The data —
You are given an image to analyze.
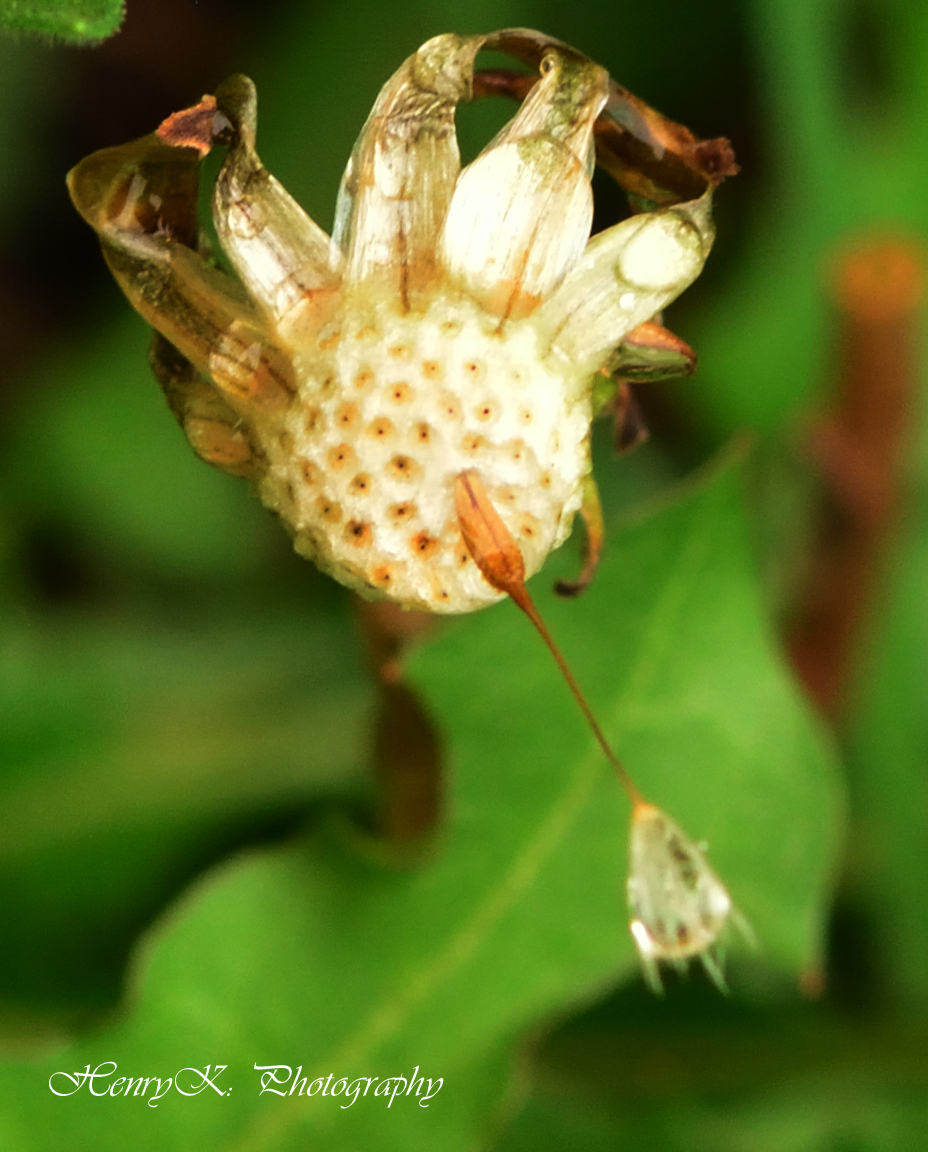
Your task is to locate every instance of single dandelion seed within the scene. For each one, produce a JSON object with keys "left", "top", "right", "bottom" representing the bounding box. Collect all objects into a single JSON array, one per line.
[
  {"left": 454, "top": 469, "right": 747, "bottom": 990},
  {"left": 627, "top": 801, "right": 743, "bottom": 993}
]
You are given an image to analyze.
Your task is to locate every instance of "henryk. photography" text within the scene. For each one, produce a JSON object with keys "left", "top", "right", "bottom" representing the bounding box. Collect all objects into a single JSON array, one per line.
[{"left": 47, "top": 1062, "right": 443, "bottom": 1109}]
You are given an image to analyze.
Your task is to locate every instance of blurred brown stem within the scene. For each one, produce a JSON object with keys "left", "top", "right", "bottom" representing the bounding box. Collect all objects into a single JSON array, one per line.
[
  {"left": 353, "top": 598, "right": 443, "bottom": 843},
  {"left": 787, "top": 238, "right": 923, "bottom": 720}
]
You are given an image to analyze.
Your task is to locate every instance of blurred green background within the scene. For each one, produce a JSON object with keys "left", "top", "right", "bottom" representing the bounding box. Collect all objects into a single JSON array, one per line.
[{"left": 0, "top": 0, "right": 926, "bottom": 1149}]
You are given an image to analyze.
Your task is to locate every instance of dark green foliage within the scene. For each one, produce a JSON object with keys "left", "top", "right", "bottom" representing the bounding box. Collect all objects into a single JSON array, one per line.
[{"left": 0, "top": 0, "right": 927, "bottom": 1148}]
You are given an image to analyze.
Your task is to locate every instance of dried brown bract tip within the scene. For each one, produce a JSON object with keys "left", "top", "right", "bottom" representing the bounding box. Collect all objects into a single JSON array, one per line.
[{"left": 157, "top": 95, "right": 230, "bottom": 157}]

What to do —
Return the listing unchanged except for the pictures, which should be dropped.

Reply —
You are given an image to analyze.
Your task is to locate every instance of single dandelion seed within the scene. For each one, produce a JSON object with keys "left", "top", "right", "bottom" representing the bounding box. Collect all objects into a single JSON array, one per line.
[
  {"left": 454, "top": 469, "right": 747, "bottom": 990},
  {"left": 627, "top": 801, "right": 743, "bottom": 993}
]
You are given an image to analyze.
Your task is to locate every instance of "henryk. photography" text within the scene. For each one, produce a JSON object with keys "left", "top", "right", "bottom" representing the bounding box. Collect all objects into a single JSON array, one per line.
[{"left": 47, "top": 1062, "right": 443, "bottom": 1109}]
You are given an image to analyze.
Your task is to locate every instance of blurred brown stem within the scene. For each one, produce a JSON object with keys "left", "top", "right", "bottom" representing the bounding box. Collect all objects into a single JSON array, one per line.
[
  {"left": 353, "top": 598, "right": 443, "bottom": 843},
  {"left": 787, "top": 238, "right": 923, "bottom": 720}
]
You are given an image to analyze.
Your task is to locate every instance of blurred green background within the scene. For each one, produce a JSON object with keys "left", "top", "right", "bottom" representing the bounding box. Collect all objects into a single JSON array, one per line.
[{"left": 0, "top": 0, "right": 926, "bottom": 1149}]
You are given an image to analyze.
Your task is to locate every instance of dark green foliage within the scene. For each one, produce a JSON object with keys "left", "top", "right", "bottom" representing the bounding box. Collect all objects into a single JSON array, one per line.
[{"left": 0, "top": 0, "right": 927, "bottom": 1148}]
You are given an image to analyze.
Your task is to locate every instance of dried brown bract tip within the scene. For each one, produce a JSON object with keys "left", "top", "right", "bottom" representing the bounding box. Collect all objects into a single JSON array, one per line.
[{"left": 157, "top": 95, "right": 230, "bottom": 157}]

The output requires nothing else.